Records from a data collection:
* * * * * * *
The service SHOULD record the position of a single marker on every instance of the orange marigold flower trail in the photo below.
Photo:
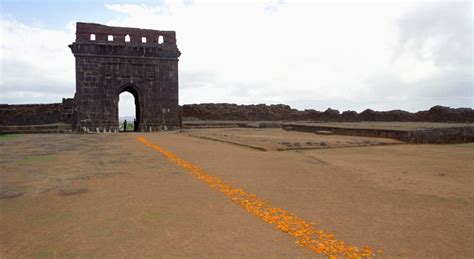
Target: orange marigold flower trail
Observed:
(305, 232)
* * * * * * *
Retype every record above exactly as written, but leave out the pictures.

Response to this exercise:
The service SHOULD record the position of a single marker on every instance of the orange marigold flower trail in the photo below.
Photo:
Target: orange marigold flower trail
Observed:
(305, 232)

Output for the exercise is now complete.